_AZIONI RICHIESTE_:
1. Cita dal brano su Angela Lansbury il passo che va da "E a proposito" fino a "Jordan nel 1984." incluso.
2. Elenca tutti i personaggi nominati nel brano su Angela Lansbury nella frase che inizia con "Sembra più vecchia".
-------- SEZIONE DI TESTO --------
E a proposito di cantare. Angela Lansbury lo fa con molta maestria nella Bella e la Bestia, sempre Walt Disney, dove doppia una teiera, per restare in tema di fantastico. Sembra più vecchia persino rivestendo il ruolo di una stoviglia, Mrs Bric paciosa mamma della tazzina sbeccata Chicco, accudente dispensatrice di consigli all’impaurita e orgogliosa Belle; eppure senza il suo canto il film perderebbe identità e gran parte del suo fascino.
Negli ultimi anni se la sono contesa in tanti, Angela dall’indole sulfurea, da ultimo anche il succitato Van Dyke nel sequel di Mary Poppins, ma forse il ruolo più eccentrico, magico e centrato è quello immaginato per lei da Neil Jordan nel 1984.
-------- ESTRATTO DEI DATI --------
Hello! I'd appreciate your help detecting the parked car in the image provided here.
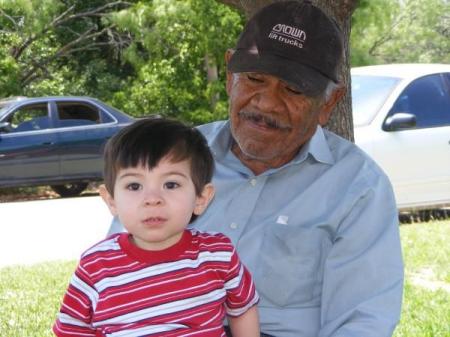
--------
_SOLUZIONI DEI COMPITI_:
1.
E a proposito di cantare. Angela Lansbury lo fa con molta maestria nella Bella e la Bestia, sempre Walt Disney, dove doppia una teiera, per restare in tema di fantastico. Sembra più vecchia persino rivestendo il ruolo di una stoviglia, Mrs Bric paciosa mamma della tazzina sbeccata Chicco, accudente dispensatrice di consigli all’impaurita e orgogliosa Belle; eppure senza il suo canto il film perderebbe identità e gran parte del suo fascino.
Negli ultimi anni se la sono contesa in tanti, Angela dall’indole sulfurea, da ultimo anche il succitato Van Dyke nel sequel di Mary Poppins, ma forse il ruolo più eccentrico, magico e centrato è quello immaginato per lei da Neil Jordan nel 1984.

2.
- Mrs Bric
- Chicco
- Belle